- [PROBLEM REQUIREMENTS]:
Please count how many lines in the records below contain the string "flower", treating uppercase and lowercase as different, and give only the number.

- [Data listing]:

···

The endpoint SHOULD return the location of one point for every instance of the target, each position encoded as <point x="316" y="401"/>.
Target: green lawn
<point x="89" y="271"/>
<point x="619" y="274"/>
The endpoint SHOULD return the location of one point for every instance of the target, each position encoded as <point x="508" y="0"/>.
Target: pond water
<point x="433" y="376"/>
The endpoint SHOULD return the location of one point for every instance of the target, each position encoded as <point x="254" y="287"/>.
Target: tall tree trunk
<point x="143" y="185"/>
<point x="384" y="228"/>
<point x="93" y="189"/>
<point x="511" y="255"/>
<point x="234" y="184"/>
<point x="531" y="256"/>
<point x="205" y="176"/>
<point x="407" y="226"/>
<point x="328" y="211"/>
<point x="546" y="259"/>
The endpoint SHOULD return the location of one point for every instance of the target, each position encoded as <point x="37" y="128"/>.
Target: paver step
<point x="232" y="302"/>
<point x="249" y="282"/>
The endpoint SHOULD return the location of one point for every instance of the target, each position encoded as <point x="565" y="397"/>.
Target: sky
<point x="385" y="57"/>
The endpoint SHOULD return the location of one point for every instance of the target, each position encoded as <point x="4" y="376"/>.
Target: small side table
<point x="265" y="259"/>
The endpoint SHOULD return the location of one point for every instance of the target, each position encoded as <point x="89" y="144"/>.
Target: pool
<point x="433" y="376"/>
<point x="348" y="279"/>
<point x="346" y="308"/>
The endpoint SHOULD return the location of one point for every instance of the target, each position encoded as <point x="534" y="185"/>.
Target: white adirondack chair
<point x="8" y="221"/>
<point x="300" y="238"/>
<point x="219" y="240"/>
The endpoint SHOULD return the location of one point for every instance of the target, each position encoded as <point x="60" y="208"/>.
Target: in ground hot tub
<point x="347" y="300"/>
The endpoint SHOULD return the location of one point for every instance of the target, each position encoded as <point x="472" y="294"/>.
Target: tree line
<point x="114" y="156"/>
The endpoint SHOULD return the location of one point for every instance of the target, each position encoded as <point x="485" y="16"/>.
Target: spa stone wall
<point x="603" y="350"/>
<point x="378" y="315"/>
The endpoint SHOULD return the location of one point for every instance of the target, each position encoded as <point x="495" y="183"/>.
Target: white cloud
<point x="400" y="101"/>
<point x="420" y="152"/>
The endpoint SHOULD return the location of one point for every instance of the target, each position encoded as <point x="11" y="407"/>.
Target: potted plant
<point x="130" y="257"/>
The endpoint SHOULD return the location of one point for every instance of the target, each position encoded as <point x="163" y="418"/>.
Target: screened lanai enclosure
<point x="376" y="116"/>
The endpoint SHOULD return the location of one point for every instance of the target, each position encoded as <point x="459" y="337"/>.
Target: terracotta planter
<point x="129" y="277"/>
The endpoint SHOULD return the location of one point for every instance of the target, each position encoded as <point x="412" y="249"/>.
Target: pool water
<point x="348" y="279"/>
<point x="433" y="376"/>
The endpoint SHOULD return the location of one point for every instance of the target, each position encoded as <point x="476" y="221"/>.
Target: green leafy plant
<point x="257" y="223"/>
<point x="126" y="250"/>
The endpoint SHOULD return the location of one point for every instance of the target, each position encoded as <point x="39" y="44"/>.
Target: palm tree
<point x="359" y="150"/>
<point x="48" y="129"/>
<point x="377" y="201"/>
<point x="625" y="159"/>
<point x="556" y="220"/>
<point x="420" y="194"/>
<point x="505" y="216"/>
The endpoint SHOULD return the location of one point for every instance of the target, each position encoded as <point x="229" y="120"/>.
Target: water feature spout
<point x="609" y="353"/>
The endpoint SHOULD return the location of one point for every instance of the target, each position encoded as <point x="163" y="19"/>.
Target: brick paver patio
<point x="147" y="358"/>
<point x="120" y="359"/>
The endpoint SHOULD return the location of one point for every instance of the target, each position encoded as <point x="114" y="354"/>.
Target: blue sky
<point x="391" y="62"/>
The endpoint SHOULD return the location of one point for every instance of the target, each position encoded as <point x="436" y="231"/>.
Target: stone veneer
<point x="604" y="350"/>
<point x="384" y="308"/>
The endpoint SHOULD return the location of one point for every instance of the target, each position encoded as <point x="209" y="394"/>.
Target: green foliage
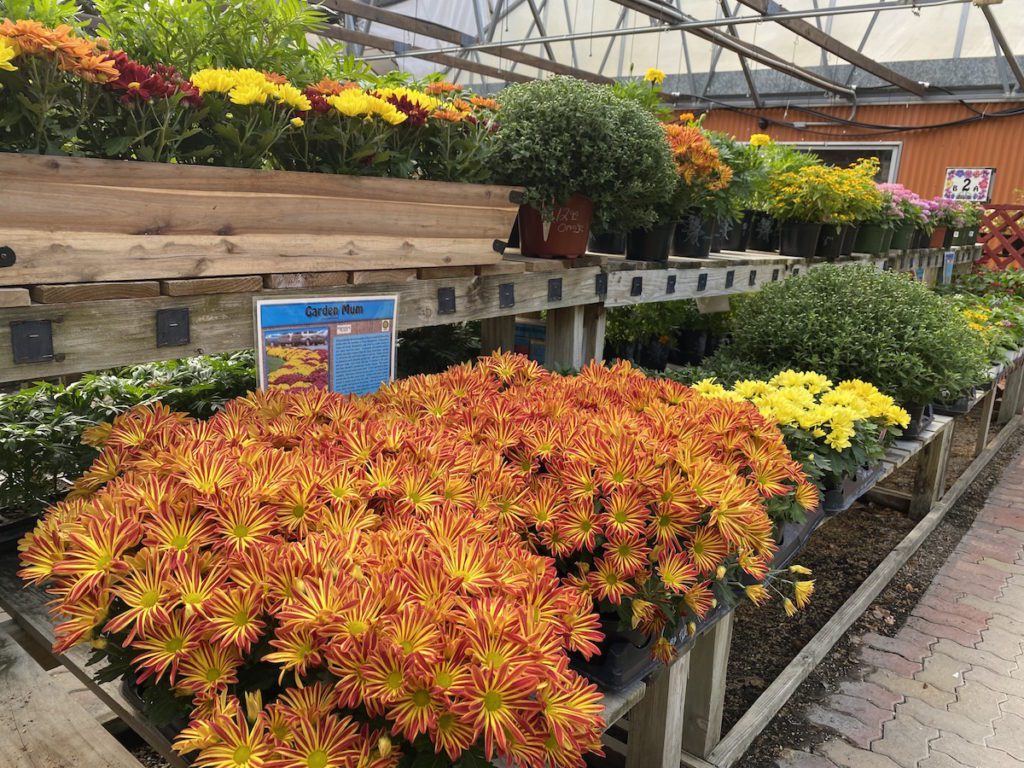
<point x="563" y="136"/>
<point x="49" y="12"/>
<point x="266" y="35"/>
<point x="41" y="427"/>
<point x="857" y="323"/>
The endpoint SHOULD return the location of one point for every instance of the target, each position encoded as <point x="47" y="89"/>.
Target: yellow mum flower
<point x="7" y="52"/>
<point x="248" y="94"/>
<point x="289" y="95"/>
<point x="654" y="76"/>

···

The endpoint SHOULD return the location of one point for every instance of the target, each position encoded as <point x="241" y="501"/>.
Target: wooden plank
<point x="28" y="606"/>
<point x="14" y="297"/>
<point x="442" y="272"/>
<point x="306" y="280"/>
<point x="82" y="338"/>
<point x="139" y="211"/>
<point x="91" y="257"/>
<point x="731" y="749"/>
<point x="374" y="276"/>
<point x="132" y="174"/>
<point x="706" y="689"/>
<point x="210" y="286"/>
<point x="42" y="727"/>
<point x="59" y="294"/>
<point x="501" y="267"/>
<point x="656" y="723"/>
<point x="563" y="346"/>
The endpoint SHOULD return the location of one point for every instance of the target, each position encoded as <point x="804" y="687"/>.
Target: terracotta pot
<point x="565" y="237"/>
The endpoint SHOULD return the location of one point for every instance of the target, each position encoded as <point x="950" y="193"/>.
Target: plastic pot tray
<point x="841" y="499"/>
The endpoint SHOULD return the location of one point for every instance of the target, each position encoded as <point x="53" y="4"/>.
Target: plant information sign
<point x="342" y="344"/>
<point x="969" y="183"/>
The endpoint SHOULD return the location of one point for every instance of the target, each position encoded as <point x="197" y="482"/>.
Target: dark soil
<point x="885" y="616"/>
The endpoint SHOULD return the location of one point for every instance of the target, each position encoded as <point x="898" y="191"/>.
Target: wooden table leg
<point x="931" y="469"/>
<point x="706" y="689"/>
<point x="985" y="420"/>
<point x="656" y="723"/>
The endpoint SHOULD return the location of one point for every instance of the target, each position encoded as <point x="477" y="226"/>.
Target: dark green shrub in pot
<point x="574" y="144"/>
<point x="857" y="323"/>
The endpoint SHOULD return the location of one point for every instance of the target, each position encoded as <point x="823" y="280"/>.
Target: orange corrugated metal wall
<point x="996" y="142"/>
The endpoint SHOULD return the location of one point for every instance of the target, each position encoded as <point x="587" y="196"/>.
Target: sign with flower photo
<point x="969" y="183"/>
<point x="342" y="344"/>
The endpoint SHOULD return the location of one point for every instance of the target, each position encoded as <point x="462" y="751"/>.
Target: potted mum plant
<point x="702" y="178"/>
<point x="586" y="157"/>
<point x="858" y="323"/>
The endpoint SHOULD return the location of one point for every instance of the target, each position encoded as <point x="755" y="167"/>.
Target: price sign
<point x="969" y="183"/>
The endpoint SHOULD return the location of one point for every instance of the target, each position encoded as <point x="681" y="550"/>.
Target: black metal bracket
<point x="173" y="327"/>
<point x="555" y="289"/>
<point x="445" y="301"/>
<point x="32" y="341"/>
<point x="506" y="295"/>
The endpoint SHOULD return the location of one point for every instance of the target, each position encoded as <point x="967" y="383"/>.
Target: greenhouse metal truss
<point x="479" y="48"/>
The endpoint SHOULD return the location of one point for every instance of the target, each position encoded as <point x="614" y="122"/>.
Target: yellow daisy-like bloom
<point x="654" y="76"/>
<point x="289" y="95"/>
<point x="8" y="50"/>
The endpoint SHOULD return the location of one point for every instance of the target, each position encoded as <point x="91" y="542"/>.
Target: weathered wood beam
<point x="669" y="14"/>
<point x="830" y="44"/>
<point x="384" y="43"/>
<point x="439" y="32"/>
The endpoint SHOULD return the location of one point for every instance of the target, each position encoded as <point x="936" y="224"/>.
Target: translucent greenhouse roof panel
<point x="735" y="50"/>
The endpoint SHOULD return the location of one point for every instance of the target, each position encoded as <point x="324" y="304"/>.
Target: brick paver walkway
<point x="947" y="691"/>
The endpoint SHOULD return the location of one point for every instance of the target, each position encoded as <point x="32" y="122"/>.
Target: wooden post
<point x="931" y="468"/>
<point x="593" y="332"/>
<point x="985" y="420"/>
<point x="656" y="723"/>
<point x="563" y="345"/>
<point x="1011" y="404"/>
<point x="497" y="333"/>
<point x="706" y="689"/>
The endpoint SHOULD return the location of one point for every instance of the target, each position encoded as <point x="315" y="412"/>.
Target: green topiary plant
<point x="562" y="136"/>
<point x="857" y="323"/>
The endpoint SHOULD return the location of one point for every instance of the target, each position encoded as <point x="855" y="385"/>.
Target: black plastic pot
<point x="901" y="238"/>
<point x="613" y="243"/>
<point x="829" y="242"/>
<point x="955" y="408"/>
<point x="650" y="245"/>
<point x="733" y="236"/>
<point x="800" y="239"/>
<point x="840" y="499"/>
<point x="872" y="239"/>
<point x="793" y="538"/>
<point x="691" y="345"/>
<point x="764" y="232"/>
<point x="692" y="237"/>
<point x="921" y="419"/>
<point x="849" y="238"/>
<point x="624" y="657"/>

···

- [SOLUTION TO THIS PROBLEM]:
2